Stored data entries —
::::::::::

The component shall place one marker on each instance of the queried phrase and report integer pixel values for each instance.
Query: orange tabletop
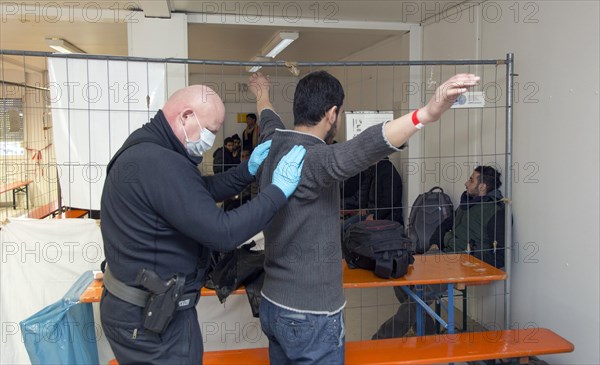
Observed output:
(427, 269)
(430, 269)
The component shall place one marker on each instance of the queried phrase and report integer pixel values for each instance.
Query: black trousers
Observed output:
(180, 343)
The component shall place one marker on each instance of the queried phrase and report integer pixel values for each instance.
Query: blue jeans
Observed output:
(302, 338)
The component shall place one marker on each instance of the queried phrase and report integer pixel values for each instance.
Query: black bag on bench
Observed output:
(380, 246)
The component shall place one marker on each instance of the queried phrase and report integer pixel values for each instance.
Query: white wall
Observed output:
(555, 278)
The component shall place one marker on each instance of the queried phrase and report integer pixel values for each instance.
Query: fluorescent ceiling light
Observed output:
(257, 67)
(279, 43)
(62, 46)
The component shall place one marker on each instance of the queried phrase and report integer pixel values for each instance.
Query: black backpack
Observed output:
(429, 210)
(378, 245)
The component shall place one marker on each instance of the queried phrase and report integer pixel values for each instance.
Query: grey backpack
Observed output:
(429, 210)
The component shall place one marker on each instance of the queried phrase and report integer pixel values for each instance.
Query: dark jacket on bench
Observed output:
(303, 251)
(159, 212)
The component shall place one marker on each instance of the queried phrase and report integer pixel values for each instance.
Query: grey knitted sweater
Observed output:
(303, 257)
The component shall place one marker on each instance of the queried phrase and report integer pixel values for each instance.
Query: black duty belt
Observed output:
(140, 297)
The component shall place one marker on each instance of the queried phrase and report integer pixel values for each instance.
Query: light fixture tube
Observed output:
(279, 43)
(62, 46)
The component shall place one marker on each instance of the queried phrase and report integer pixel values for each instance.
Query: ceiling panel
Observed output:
(210, 41)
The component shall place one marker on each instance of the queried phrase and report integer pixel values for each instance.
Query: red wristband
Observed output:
(416, 121)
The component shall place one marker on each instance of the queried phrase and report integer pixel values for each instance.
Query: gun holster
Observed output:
(163, 301)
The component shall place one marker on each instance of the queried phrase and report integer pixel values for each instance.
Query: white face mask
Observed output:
(203, 144)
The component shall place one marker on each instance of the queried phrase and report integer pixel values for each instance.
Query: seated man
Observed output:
(476, 227)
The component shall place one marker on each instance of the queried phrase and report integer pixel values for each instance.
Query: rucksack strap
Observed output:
(384, 265)
(436, 188)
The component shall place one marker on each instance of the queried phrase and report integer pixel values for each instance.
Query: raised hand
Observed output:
(289, 170)
(445, 95)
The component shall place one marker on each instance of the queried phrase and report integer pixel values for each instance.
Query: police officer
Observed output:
(160, 220)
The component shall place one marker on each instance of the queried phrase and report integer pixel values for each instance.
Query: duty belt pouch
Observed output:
(163, 301)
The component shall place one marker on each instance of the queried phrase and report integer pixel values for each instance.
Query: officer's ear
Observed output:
(331, 115)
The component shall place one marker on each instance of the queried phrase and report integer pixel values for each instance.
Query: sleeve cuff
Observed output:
(245, 174)
(401, 148)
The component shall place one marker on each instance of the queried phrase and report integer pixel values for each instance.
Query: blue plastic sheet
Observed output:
(63, 332)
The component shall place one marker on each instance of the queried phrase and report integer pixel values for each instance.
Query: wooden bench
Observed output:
(72, 213)
(16, 187)
(44, 211)
(516, 345)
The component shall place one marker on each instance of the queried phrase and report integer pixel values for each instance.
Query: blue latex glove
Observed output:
(258, 156)
(288, 171)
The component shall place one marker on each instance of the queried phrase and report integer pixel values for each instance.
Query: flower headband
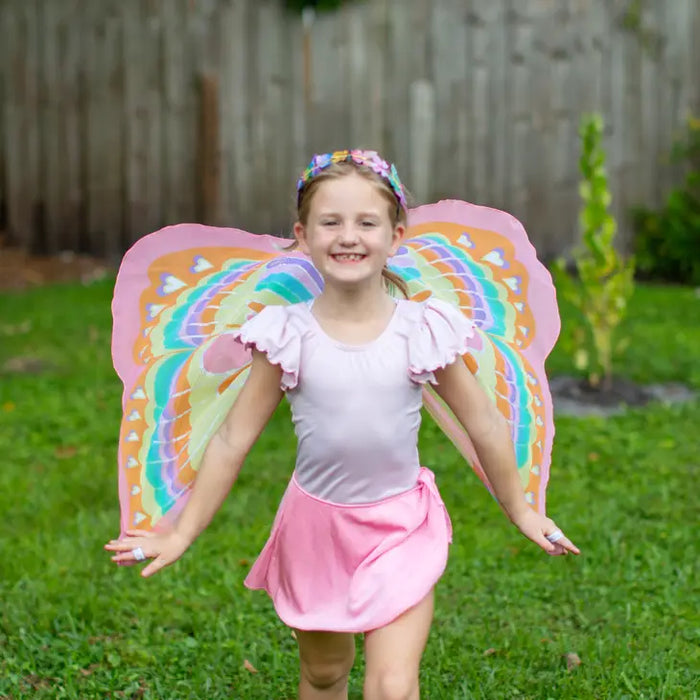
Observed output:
(370, 159)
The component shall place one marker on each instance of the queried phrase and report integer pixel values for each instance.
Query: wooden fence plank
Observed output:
(105, 103)
(50, 23)
(178, 125)
(71, 129)
(104, 145)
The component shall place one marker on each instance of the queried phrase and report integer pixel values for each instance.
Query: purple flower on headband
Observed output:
(370, 159)
(322, 161)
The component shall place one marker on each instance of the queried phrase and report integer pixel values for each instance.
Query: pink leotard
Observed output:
(357, 408)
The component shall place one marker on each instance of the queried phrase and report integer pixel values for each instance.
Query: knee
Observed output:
(392, 684)
(327, 674)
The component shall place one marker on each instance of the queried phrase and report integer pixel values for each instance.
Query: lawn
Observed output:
(509, 619)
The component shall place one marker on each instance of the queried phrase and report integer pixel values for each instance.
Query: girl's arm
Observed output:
(219, 469)
(490, 435)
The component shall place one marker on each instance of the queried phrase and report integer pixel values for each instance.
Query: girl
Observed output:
(361, 535)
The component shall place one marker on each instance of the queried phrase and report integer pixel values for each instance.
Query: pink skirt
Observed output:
(353, 567)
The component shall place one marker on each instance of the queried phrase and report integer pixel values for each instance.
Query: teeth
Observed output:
(348, 256)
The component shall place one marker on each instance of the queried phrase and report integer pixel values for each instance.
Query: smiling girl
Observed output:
(361, 535)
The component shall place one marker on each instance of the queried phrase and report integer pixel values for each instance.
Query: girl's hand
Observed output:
(543, 532)
(163, 548)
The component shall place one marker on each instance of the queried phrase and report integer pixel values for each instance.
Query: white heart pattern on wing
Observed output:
(200, 264)
(171, 284)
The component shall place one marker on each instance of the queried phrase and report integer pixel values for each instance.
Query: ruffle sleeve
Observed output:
(275, 332)
(442, 333)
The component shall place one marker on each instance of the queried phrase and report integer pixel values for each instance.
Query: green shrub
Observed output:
(321, 5)
(667, 242)
(605, 281)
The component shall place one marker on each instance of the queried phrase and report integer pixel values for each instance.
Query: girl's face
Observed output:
(349, 234)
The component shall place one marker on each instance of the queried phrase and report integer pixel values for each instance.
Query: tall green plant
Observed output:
(605, 280)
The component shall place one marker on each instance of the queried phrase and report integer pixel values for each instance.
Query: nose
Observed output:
(348, 235)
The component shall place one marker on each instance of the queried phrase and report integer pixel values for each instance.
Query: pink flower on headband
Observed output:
(370, 159)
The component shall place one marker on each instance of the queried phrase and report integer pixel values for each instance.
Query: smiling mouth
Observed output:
(348, 257)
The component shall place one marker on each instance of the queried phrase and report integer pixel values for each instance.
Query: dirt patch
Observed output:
(574, 397)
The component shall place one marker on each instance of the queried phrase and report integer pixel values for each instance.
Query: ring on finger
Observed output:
(555, 536)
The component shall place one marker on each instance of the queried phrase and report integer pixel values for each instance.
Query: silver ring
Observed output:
(555, 536)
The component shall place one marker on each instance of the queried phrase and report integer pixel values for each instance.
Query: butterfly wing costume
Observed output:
(183, 291)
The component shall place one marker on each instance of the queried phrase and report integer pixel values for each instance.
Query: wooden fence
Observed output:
(121, 116)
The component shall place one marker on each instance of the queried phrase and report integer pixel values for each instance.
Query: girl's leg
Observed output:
(325, 660)
(393, 654)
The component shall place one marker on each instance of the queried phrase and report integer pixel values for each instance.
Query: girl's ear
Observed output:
(300, 235)
(397, 237)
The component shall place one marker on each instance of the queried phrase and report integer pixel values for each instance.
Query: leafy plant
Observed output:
(667, 242)
(605, 280)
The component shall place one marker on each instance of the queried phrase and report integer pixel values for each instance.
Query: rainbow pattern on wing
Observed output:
(176, 304)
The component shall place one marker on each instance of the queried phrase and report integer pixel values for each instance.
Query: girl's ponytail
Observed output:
(394, 281)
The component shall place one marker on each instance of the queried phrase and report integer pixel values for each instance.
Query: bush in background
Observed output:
(667, 241)
(605, 280)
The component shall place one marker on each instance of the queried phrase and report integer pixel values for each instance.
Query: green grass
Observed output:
(72, 625)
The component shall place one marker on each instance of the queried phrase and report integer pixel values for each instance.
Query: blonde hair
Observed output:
(397, 214)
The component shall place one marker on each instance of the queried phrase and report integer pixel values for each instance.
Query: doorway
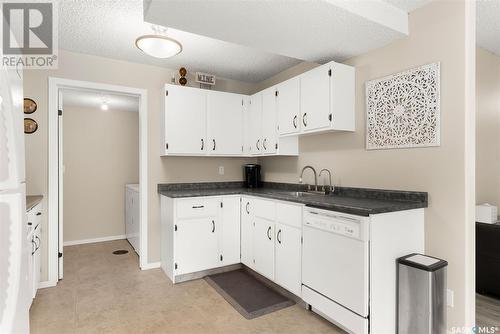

::::::::::

EXERCISE GOAL —
Wherever the word "black" turns up in a line of the entries above, copy that line.

EXERCISE SOLUTION —
Query: black trousers
Query: black bag on bench
Query: black backpack
Query: black duty belt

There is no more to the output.